** Begin Exercise material **

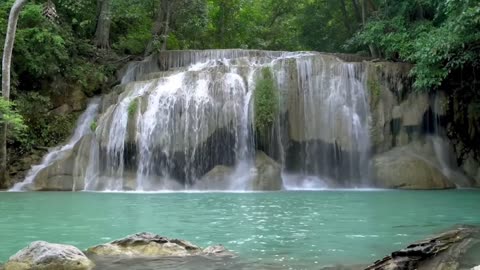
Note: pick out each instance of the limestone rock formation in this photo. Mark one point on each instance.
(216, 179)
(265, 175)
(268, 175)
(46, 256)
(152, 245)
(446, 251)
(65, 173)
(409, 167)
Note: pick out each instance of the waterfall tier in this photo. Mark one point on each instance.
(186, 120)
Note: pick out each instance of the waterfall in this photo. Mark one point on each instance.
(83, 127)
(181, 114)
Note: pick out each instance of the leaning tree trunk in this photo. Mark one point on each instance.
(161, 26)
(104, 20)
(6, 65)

** End Exercise material **
** Begin Exercise material **

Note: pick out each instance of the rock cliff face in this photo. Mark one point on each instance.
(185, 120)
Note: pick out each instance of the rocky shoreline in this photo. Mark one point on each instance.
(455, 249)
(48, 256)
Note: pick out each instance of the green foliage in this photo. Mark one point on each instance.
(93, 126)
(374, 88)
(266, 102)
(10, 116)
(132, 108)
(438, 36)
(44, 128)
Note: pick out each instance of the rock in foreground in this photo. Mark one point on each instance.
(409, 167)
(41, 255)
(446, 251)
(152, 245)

** End Exercise material **

Pull out every line of the data above that contains the word "this". Treat the match as case-sensitive.

● **Exercise answer**:
Note: pick out each instance of the limestone rock formation in this photo. Mark one point on each instance.
Note: pick out each instance of the waterfall tier in this photo. Mark one point on each instance.
Note: pick out each instance of the waterfall in this photo. Mark one point on each instance.
Note: pick out each instance of the leaning tree trunk in this photo. Mark one point on each instance.
Note: pick out each instance of the rock cliff face in this photo. Mark one point on each instance.
Note: pick out each instance of the rocky shoreline in this photo. Mark one point on each instance.
Note: pick out each instance of the green foliage in this photo. Mark one point on each instance.
Note: pick out each instance of the rock in foreground in this photo. Mark one point on each instance.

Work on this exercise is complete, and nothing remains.